# [Stated task]
Please update the items below by replacing "Place a dot on every one" with "Mark each one" everywhere it appears, leaving all other wording unchanged.

# [Recorded information]
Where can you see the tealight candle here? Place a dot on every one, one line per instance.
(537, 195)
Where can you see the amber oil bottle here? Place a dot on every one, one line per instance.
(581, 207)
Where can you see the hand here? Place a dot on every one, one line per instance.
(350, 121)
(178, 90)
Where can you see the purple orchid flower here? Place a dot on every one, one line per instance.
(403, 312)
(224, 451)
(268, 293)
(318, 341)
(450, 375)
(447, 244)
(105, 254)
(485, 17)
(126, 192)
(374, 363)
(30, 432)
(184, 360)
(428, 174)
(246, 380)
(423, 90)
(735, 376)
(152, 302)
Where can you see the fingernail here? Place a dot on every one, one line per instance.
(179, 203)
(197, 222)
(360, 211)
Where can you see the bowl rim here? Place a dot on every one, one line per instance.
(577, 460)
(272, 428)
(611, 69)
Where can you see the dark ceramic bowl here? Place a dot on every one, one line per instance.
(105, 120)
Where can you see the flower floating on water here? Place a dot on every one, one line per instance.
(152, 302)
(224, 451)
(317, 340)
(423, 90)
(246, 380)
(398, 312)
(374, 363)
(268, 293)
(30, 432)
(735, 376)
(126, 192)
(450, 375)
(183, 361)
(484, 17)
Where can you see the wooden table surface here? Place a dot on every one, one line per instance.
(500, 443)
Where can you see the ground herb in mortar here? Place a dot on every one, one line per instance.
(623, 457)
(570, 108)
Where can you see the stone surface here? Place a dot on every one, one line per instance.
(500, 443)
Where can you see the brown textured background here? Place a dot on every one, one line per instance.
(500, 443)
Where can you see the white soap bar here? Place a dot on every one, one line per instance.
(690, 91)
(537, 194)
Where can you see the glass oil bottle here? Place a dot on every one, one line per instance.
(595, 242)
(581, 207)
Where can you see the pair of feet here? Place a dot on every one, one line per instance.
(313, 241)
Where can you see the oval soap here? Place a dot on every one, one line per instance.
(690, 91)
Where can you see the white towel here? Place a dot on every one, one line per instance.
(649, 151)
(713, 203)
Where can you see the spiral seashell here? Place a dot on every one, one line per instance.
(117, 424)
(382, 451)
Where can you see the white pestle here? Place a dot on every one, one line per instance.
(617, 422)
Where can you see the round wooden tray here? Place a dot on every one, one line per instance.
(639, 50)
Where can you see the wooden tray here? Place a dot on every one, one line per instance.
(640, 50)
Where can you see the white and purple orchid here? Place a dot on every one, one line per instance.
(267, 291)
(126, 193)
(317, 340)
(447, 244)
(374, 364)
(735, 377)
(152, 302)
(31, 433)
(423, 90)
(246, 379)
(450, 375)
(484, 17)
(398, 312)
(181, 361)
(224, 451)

# [The response]
Where can you see the tealight candle here? Mark each one, one line per instance.
(537, 195)
Where can you see the amber oil bottle here? Mark each one, one line per instance.
(581, 207)
Where can you see the hand here? Mark each one, one line per instance.
(350, 121)
(178, 90)
Where can you see the purple orchid flower here? Mark each one, one line per instance.
(403, 312)
(224, 451)
(268, 293)
(318, 341)
(450, 375)
(447, 244)
(105, 254)
(485, 17)
(126, 192)
(374, 363)
(30, 432)
(184, 360)
(428, 174)
(246, 380)
(423, 90)
(735, 376)
(152, 302)
Where can you see the fingernail here? Mark each one, one line per instance.
(179, 203)
(197, 222)
(360, 211)
Where can you see the bowl rim here? Mark each one, one line per instance.
(577, 460)
(272, 428)
(611, 69)
Where can you see the dark ceramic bowl here? Mark each one, one line per instance.
(105, 120)
Where can you see the flower floating on water here? Mark each one, one line per instance.
(152, 302)
(224, 451)
(317, 340)
(423, 90)
(246, 380)
(398, 312)
(374, 363)
(268, 293)
(30, 432)
(735, 376)
(126, 192)
(450, 375)
(183, 361)
(484, 17)
Where can you see the wooden table surface here? Mark each one, one line per instance.
(500, 443)
Where can you see the ground herb in mortar here? Mark each one, one line per instance.
(623, 457)
(570, 108)
Where can you see the stone surface here? Mark each one, one line per instance.
(500, 443)
Where can you see the brown textured background here? Mark each one, one line per instance.
(500, 443)
Where can you see the white soap bar here? Mark each one, one line per instance.
(690, 91)
(537, 194)
Where can you see the glass oil bottle here? Mark each one, one line per instance.
(595, 242)
(581, 207)
Where can you see the pair of feet here? Mark each one, one line per instance.
(313, 241)
Where can you see the oval soap here? Mark each one, one line per instance.
(690, 91)
Where can you see the white towel here? Mark each one, one line per instance.
(649, 151)
(713, 203)
Where can you see the spiral seashell here? Mark each one, one line per instance.
(117, 424)
(382, 451)
Where can you see the white pestle here? Mark each one, one line per instance.
(617, 422)
Where can you see the round wooden tray here? Mark each one, one line per instance.
(639, 50)
Where can you see the wooden tray here? Mark each one, one line per instance.
(640, 50)
Where can you see the white and purple orchid here? Mark each one, one line per instance.
(267, 291)
(126, 193)
(317, 340)
(447, 244)
(374, 364)
(735, 377)
(152, 302)
(31, 433)
(423, 90)
(246, 379)
(450, 375)
(484, 17)
(398, 312)
(181, 361)
(224, 451)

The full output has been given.